__What the task requires__:
Find the lines holding the string "below" in the data, then copy all of them.

__Supplied entries__:
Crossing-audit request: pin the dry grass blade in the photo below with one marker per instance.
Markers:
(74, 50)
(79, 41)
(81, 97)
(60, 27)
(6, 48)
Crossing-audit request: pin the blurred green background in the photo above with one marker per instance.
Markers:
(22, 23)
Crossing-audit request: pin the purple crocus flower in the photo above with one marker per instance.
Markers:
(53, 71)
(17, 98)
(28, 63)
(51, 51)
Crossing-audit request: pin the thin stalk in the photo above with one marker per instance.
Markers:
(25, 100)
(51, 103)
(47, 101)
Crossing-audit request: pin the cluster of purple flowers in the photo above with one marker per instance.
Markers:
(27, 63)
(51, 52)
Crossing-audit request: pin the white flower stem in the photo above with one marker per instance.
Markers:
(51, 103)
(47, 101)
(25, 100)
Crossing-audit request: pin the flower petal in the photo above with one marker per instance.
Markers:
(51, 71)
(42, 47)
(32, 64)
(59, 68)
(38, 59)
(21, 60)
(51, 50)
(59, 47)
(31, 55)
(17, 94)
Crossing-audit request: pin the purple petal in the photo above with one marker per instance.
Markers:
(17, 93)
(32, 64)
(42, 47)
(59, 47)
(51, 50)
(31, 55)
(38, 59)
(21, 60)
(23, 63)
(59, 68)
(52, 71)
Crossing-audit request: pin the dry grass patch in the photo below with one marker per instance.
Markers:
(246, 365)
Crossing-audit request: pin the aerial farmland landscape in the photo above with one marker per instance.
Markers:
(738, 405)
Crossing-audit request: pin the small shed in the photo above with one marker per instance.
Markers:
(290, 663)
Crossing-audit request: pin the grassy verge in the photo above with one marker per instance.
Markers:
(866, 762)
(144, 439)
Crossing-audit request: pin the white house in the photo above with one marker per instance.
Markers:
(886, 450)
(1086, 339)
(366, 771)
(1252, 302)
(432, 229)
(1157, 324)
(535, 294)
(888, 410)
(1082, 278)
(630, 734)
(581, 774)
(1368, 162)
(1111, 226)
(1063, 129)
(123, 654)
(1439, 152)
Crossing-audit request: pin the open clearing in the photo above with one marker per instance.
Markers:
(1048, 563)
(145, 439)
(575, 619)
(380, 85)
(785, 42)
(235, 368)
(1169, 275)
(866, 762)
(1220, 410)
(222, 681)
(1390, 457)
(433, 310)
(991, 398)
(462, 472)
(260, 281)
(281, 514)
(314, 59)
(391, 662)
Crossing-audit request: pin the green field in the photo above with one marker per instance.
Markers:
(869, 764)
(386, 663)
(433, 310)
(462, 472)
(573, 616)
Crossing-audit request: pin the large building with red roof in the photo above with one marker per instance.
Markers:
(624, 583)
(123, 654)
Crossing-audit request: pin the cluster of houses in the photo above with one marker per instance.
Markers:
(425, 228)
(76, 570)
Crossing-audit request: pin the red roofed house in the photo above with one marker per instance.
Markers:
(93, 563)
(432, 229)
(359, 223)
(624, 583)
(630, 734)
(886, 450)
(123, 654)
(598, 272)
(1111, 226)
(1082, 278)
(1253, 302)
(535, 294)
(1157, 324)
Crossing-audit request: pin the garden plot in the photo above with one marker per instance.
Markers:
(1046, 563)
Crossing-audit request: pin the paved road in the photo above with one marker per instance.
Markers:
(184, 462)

__Task response__:
Crossing-audit request: pin the dry grass blade in the photo below with one marker per instance.
Crossing-audit request: pin the dry grass patch in the photo below with one marker per instance.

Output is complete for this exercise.